▸ **THE INPUT**
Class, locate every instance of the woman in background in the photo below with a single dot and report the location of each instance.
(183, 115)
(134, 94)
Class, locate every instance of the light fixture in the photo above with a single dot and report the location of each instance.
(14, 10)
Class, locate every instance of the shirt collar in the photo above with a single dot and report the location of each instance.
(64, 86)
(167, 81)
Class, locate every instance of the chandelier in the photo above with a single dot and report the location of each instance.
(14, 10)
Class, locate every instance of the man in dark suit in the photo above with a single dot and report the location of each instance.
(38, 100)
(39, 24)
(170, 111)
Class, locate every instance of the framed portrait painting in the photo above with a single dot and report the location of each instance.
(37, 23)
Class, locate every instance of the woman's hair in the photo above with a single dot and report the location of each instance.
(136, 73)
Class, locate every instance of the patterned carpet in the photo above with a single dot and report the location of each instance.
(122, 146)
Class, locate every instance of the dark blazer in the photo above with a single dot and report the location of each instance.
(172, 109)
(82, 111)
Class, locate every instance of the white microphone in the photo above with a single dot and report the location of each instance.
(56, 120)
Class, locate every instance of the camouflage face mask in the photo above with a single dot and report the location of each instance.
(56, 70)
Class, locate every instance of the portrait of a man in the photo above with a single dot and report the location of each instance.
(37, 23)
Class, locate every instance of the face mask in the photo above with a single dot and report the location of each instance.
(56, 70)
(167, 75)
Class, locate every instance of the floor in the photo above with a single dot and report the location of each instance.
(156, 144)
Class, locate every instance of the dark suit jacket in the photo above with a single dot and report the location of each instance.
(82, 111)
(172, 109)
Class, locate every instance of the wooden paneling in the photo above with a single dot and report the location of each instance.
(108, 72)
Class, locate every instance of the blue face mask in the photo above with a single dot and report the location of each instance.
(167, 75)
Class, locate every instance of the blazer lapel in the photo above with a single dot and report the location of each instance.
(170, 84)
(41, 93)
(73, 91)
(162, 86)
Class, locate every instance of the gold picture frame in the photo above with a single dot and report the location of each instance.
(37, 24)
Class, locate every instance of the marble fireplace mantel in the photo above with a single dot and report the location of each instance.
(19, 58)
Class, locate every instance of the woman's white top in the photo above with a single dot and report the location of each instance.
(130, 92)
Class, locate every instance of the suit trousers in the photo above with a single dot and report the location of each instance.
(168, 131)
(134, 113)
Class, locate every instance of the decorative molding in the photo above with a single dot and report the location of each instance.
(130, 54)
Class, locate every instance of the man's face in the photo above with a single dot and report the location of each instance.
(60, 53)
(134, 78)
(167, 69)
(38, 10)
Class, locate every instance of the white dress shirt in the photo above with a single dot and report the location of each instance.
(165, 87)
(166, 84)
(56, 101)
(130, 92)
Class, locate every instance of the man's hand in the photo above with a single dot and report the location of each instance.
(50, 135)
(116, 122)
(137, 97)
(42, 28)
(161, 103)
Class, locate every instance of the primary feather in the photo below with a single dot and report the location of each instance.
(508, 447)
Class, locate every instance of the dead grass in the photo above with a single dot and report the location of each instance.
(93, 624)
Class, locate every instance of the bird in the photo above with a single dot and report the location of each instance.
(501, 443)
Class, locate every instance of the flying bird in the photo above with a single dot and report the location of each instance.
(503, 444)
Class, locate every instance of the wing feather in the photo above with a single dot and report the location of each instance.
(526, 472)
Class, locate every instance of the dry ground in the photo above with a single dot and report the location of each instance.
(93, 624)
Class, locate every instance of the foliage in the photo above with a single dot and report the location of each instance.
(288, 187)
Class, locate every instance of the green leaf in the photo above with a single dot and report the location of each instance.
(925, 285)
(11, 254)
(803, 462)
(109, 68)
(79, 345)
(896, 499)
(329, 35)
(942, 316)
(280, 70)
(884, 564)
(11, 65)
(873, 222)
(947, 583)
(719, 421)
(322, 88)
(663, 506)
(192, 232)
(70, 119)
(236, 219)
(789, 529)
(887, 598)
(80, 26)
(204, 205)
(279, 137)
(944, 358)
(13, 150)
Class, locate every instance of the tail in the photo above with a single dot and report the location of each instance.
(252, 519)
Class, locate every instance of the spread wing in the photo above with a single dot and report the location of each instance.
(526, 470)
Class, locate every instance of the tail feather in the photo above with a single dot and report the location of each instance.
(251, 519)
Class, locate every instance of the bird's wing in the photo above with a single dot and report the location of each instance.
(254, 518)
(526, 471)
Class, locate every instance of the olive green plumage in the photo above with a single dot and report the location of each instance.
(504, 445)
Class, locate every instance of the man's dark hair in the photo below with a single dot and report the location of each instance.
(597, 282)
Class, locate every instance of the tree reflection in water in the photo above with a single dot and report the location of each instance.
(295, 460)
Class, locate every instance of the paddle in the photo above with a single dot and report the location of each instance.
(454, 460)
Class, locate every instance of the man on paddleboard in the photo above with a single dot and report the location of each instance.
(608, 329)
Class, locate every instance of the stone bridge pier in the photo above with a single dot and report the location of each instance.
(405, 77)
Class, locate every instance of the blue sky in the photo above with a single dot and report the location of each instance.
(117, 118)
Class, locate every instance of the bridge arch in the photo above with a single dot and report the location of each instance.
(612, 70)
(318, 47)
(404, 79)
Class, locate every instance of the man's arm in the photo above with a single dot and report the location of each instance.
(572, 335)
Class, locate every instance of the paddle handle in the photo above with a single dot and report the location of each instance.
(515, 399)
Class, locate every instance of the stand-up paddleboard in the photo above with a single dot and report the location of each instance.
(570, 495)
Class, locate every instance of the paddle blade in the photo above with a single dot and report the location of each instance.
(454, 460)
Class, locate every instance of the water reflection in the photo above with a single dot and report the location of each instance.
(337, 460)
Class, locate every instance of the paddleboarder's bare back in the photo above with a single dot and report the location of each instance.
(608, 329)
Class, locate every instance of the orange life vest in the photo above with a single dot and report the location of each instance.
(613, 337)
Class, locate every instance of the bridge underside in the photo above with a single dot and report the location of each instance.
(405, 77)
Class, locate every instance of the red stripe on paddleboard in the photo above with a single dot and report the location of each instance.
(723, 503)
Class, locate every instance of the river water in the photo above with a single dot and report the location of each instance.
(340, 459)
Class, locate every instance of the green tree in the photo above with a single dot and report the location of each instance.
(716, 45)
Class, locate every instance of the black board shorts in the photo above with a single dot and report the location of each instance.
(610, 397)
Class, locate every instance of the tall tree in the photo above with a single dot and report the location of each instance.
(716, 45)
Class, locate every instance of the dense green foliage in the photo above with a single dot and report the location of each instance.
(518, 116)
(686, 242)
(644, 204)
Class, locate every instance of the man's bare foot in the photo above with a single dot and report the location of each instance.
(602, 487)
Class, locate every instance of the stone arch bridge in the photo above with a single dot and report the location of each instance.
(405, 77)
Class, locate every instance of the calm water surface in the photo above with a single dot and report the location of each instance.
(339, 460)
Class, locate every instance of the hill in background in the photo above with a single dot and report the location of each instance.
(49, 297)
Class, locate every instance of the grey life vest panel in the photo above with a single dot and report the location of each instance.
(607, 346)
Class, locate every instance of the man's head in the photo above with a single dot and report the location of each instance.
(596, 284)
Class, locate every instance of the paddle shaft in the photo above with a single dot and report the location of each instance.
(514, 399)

▸ **EXERCISE DIRECTIONS**
Reproduce the data, keeping every line exactly the same.

▸ **SOLUTION TO THIS PROBLEM**
Class, locate every instance of the woman in background in the photo below with a single dot and report the location of each instance.
(183, 115)
(134, 94)
Class, locate every instance of the light fixture in the photo above with a single dot and report the location of each instance.
(14, 10)
Class, locate every instance of the shirt collar in the photo above with a single dot and report the location of each instance.
(64, 86)
(167, 81)
Class, locate every instance of the chandelier in the photo above with a single dot and report the location of each instance.
(14, 10)
Class, locate every instance of the man in dark suit in the photo above with a single dot and report the location of each instance.
(38, 100)
(39, 24)
(170, 111)
Class, locate every instance of the framed portrait painting in the photo above with a single dot and report the location of each instance.
(37, 23)
Class, locate every instance of the woman's hair in the photo above with a single dot and report the location of each instance.
(136, 73)
Class, locate every instance of the patterned carpet in the photo above with a single dot and report the location of each instance.
(122, 146)
Class, locate every instance of the dark blazer in the photo above with a single dot and report the location of each instance.
(172, 109)
(82, 111)
Class, locate every instance of the white microphone in the photo above with a single dot and report the location of each instance.
(56, 120)
Class, locate every instance of the camouflage face mask in the photo above with a single dot and report the location of each instance.
(56, 70)
Class, locate every instance of the portrait of a man in the photo above with a single dot and report the location of each instance.
(37, 23)
Class, locate every instance of the face mask in the photo above with a single dot and report the location of each instance.
(56, 70)
(167, 75)
Class, locate every instance of the floor in the photo above with a single dot and report the location of each instance.
(156, 144)
Class, locate every instance of the dark suit jacket in the photo above with a single dot and report the location of each instance.
(82, 111)
(172, 109)
Class, locate every instance of the wooden paneling in the photo above with a single dot and report the location of each instance.
(108, 72)
Class, locate every instance of the blue face mask in the photo above with a single dot and report the location of each instance.
(167, 75)
Class, locate every instance of the blazer lapel in the photo above with a single dot and report the location of each instance.
(170, 84)
(41, 93)
(73, 91)
(162, 86)
Class, locate every instance of the gold picture frame in the photo above with a single dot and report the location of each instance.
(37, 24)
Class, locate every instance of the marble fireplace mantel in the photo above with a single dot and report the location of each instance.
(19, 58)
Class, locate every instance of the woman's white top in the photo above with a single dot and report the location of each instance.
(130, 92)
Class, locate every instance of the suit trousers in the photo above with a single dot and report the location of each instance.
(168, 131)
(134, 113)
Class, locate every instance of the decorative molding in the photo above with a single dot and report the location of each instance.
(130, 54)
Class, locate every instance of the man's face in the photo above with a single dot and report the location of each instance.
(60, 53)
(134, 78)
(167, 69)
(38, 10)
Class, locate every instance of the white dress shirt in the photo above with a single dot and report the location of each instance.
(165, 87)
(166, 84)
(56, 101)
(130, 92)
Class, locate every instance of the man's hand in the photo above with a single dot and report the location of each instance.
(50, 135)
(116, 122)
(137, 97)
(42, 28)
(161, 103)
Class, locate every instance of the primary feather in the photo below with a single dot and report the location of each instance.
(508, 447)
Class, locate every instance of the dead grass in the photo above with a single dot and report the location of each instance.
(93, 624)
Class, locate every instance of the bird in the photo above with a single dot and report the location of each instance.
(501, 443)
Class, locate every instance of the flying bird in the photo above with a single dot and report the location of each instance.
(503, 444)
Class, locate every instance of the wing feather in the photo above with a single dot and report the location of each instance.
(526, 472)
Class, locate every instance of the dry ground in the photo above with a single dot and report the location of each instance.
(93, 624)
Class, locate every instance of the foliage in the photo above with a single dot and report the location of each instance.
(288, 187)
Class, locate every instance of the green leaf in the photo above with a single dot and report the location of each instance.
(925, 285)
(11, 254)
(803, 462)
(109, 68)
(79, 345)
(896, 499)
(329, 35)
(942, 316)
(280, 70)
(884, 564)
(11, 65)
(873, 222)
(947, 583)
(719, 421)
(322, 88)
(663, 506)
(192, 232)
(70, 119)
(236, 219)
(789, 529)
(887, 598)
(80, 26)
(204, 205)
(279, 137)
(944, 358)
(13, 150)
Class, locate every instance of the tail in the photo above with a single dot and report the location of each instance.
(252, 519)
Class, locate every instance of the spread wing in the photo above with a single dot and report the location of each instance.
(526, 470)
Class, locate every instance of the tail feather in the photo above with a single dot and report the location of each instance.
(251, 519)
Class, locate every instance of the bird's wing in the photo above with a single dot and report the location of each instance.
(254, 518)
(526, 471)
Class, locate every instance of the olive green plumage in the photo above with a single dot and report the location of each instance.
(504, 445)
Class, locate every instance of the man's dark hair in the photo below with a single dot and report the location of each instance.
(597, 282)
Class, locate every instance of the tree reflection in water in the photo above with a single dot and report the location of each instance.
(295, 460)
Class, locate every instance of the paddle in the photo above with a single dot and report the location of each instance.
(454, 460)
Class, locate every instance of the man on paddleboard in the photo above with a single dot and report the location of each instance.
(608, 329)
Class, locate every instance of the stone bridge pier in the photo above with a single dot and report the location of each instance.
(405, 77)
Class, locate every instance of the blue sky in the photo above with a single dot and report the location of each instance.
(117, 118)
Class, locate every instance of the bridge arch in the photo above with a single dot and report the location of each instance.
(612, 70)
(318, 47)
(404, 79)
Class, locate every instance of the man's arm in the photo above with a single dot and report the location of each instance.
(572, 335)
Class, locate every instance of the paddle handle in the photo above with a single dot and report the location of each instance.
(515, 399)
Class, locate every instance of the stand-up paddleboard in the photo above with a single dot and report the location of each instance.
(570, 495)
Class, locate every instance of the paddle blade in the photo above with a single dot and report the location of each instance.
(454, 460)
Class, locate every instance of the water reflection in the photo above with a single dot and report the location of each instance.
(337, 460)
Class, locate every instance of the paddleboarder's bare back in the photo above with a single dot and report the location of each instance.
(608, 329)
Class, locate every instance of the orange life vest in the photo above with a single dot and report the location of each instance.
(613, 337)
Class, locate every instance of the bridge underside in the photo above with a single dot and report the location of each instance.
(405, 77)
Class, locate every instance of the red stripe on paddleboard in the photo above with a single dot and report the location of each instance.
(723, 503)
Class, locate every instance of the river water in the photo above with a single dot and report the location of each instance.
(340, 459)
Class, locate every instance of the green tree in the photo above with a single dot and report the location of each instance.
(716, 45)
Class, locate every instance of the black board shorts in the photo above with a single dot and report the location of each instance.
(610, 397)
Class, locate every instance of the tall tree in the photo above with a single dot and report the location of each instance.
(716, 45)
Class, locate every instance of the dense green foliage in the photo above with a single dot and report the location of each instance.
(518, 116)
(686, 242)
(644, 204)
Class, locate every instance of the man's bare foot in the photo above with a single dot and report the location of each instance.
(602, 487)
Class, locate every instance of the stone arch bridge in the photo above with a single dot and report the location of each instance.
(405, 77)
Class, locate every instance of the calm water surface in the photo above with a single dot and report the location of each instance.
(339, 460)
Class, locate every instance of the hill in background in the photo above with a single dot and report the location of each instance.
(49, 297)
Class, locate every instance of the grey life vest panel in the photo above with a single dot and report the location of each instance.
(607, 346)
Class, locate every instance of the man's head in the photo above with a single dot and report the location of each instance.
(596, 284)
Class, locate every instance of the paddle shaft in the photo above with a single dot and report the location of each instance.
(514, 399)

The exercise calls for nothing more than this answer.